* _SET TASK_: Extract every entry word for word. Skip the pictures.

________

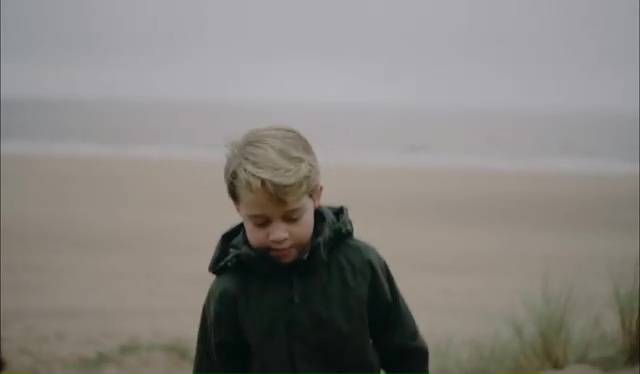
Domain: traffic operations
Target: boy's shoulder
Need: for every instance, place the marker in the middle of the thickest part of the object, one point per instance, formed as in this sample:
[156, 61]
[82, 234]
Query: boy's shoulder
[360, 251]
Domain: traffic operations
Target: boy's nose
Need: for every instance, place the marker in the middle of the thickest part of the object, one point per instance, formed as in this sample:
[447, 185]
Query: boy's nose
[277, 237]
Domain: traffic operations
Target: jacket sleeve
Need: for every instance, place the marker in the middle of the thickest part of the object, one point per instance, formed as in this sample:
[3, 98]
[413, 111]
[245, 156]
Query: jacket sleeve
[394, 332]
[220, 345]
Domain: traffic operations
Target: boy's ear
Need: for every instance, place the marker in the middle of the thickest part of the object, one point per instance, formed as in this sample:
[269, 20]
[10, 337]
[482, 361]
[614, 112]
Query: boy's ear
[316, 196]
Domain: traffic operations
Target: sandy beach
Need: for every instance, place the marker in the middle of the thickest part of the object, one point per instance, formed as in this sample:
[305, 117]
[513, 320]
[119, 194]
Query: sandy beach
[98, 251]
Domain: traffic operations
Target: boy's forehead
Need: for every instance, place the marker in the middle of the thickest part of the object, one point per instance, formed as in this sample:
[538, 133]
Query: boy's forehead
[261, 202]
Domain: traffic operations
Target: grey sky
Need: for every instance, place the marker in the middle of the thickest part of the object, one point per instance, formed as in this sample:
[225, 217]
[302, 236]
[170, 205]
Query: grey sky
[581, 53]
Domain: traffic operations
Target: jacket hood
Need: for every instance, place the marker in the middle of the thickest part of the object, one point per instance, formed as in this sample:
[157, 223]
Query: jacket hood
[332, 224]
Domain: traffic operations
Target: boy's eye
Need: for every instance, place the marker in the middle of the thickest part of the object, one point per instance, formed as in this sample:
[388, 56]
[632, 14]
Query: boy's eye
[260, 224]
[292, 219]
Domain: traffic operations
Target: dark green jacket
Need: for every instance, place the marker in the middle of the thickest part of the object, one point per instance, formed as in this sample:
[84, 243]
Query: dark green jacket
[338, 311]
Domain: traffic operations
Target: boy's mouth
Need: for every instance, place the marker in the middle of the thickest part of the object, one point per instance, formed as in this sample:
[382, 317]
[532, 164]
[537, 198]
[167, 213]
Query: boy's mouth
[281, 253]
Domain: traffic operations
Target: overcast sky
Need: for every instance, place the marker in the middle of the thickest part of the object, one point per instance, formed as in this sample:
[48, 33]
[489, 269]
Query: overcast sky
[504, 53]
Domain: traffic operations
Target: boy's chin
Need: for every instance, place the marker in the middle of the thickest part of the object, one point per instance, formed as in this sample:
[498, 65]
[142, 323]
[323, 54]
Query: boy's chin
[284, 257]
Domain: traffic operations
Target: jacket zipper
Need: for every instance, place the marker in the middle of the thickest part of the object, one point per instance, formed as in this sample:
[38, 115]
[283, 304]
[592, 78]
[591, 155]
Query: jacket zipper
[295, 299]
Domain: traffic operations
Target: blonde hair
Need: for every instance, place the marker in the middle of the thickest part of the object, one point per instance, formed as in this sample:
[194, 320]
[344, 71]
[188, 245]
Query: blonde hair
[276, 159]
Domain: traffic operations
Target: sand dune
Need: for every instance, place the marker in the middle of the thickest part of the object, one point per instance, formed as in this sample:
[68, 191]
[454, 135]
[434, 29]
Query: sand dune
[97, 251]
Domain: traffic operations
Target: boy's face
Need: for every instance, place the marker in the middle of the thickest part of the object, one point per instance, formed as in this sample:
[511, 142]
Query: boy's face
[284, 230]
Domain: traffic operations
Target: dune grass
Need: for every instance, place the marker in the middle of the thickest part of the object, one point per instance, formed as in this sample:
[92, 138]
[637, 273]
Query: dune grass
[548, 335]
[626, 302]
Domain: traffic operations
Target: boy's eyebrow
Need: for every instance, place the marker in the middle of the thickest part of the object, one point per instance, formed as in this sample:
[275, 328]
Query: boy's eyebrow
[288, 211]
[293, 210]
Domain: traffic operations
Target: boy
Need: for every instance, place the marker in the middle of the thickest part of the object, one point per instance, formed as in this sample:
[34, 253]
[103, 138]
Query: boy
[294, 291]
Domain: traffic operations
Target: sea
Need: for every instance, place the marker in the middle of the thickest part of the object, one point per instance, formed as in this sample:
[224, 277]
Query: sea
[602, 142]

________

* _EXERCISE OUTPUT_:
Domain: traffic operations
Target: boy's shoulder
Need: for every instance, place the marker in the middle of the thickest part of the object, one point per instance, formed as in this sample:
[156, 61]
[82, 234]
Query: boy's shoulder
[360, 251]
Domain: traffic operations
Target: boy's nose
Need: for every instance, place the marker in the middle of the thickest part of the object, one point per instance, formed as in this sample:
[447, 185]
Query: boy's nose
[277, 237]
Domain: traffic operations
Target: jacket sleeve
Need: for every instance, place the marker in the middle of the thickest part of the object, one point per instance, formed as in this sample:
[3, 98]
[413, 111]
[245, 156]
Query: jacket sleeve
[394, 332]
[220, 345]
Domain: traffic operations
Target: boy's ear
Need: for every instance, place the marker in the middle of the thickest part of the object, one point per instance, formed as in this sample:
[269, 20]
[10, 337]
[482, 361]
[614, 112]
Query: boy's ear
[316, 196]
Domain: traffic operations
Target: sandy beach
Need: for every instance, place the marker in the middle of the thickest part of the object, one point per instance, formed as in this sample:
[305, 117]
[513, 320]
[119, 194]
Query: sandy beach
[98, 251]
Domain: traffic operations
Target: boy's forehead
Need: for every instance, place the marker in the middle of the thickest part of the object, one point per instance, formed as in this sample:
[538, 133]
Query: boy's forehead
[261, 202]
Domain: traffic operations
Target: grey sky
Need: for every instance, place the marker in the middle of the thickest part of the object, one point per instance, formed as in this sample:
[225, 217]
[302, 236]
[170, 205]
Query: grey sky
[581, 53]
Domain: traffic operations
Target: jacket hood
Need: for every instance, place the marker in the middle of the thickest part of the object, one point per instance, formed as in this sample:
[157, 223]
Query: jacket hood
[332, 224]
Domain: traffic operations
Target: boy's eye
Need: for every instance, place the marker in the middle of the thickest part of the object, one point per instance, formed as in this sample:
[388, 56]
[632, 14]
Query: boy's eye
[260, 224]
[292, 219]
Domain: traffic operations
Target: dark green jacket
Need: for every instance, place the marker in the middle of the thickest part of the object, one point per instance, formed as in this sample:
[84, 243]
Query: dark green jacket
[338, 311]
Domain: traffic operations
Target: boy's mouth
Need: for every instance, place the marker in the middle of the thickest part of the object, one point per instance, formed as in this sample:
[382, 317]
[532, 164]
[537, 198]
[167, 213]
Query: boy's mouth
[281, 253]
Domain: traffic operations
Target: overcast sky
Need: for every instance, place the marker in the middle of the thickest part of the object, one point per instance, formed as in this sample:
[48, 33]
[489, 269]
Query: overcast sky
[504, 53]
Domain: traffic operations
Target: boy's chin
Need: for every instance, place the marker in the middle of the thickest part of the object, one point per instance, formed as in this sample:
[498, 65]
[142, 323]
[323, 54]
Query: boy's chin
[284, 257]
Domain: traffic operations
Target: jacket zipper
Need: for every instance, place the marker in the middle of the thickest part of the object, one point per instance, formed as in this sample:
[38, 115]
[283, 304]
[592, 78]
[591, 155]
Query: jacket zipper
[295, 299]
Domain: traffic operations
Target: blonde hair
Need: for every instance, place the marker in the middle of the thickest part of the object, one point per instance, formed as in this sample:
[194, 320]
[344, 71]
[188, 245]
Query: blonde hair
[276, 159]
Domain: traffic operations
Target: sand dune
Need: for every instance, place the marker in the middle of the thickest part of the object, one point per instance, formed as in this sample:
[68, 191]
[454, 135]
[434, 29]
Query: sand dune
[97, 251]
Domain: traffic operations
Target: boy's face
Need: for every instance, place the marker in the middle of the thickest part of the object, one point per instance, formed as in this sample:
[511, 142]
Query: boy's face
[284, 230]
Domain: traffic operations
Target: dune grass
Need: for every instance, place the marker in the middle of the thickest part of the object, one point per instance, formed as in this sample:
[92, 138]
[637, 273]
Query: dune grass
[548, 335]
[626, 302]
Domain: traffic operations
Target: boy's eyebrow
Need: for every instance, place the marker in the middle of the thickest part of the object, one point per instance, formed as in this sample:
[275, 328]
Query: boy's eyebrow
[288, 211]
[293, 210]
Domain: traffic operations
Target: boy
Need: for every instance, place the marker in the middle of the thickest part of the object, one point per instance, formed as in this sample:
[34, 253]
[103, 138]
Query: boy
[294, 291]
Domain: traffic operations
Target: sea
Need: for every instance, place the marker in the middle of the thickest part of the object, one point per instance, formed as in this sample:
[224, 277]
Query: sea
[602, 142]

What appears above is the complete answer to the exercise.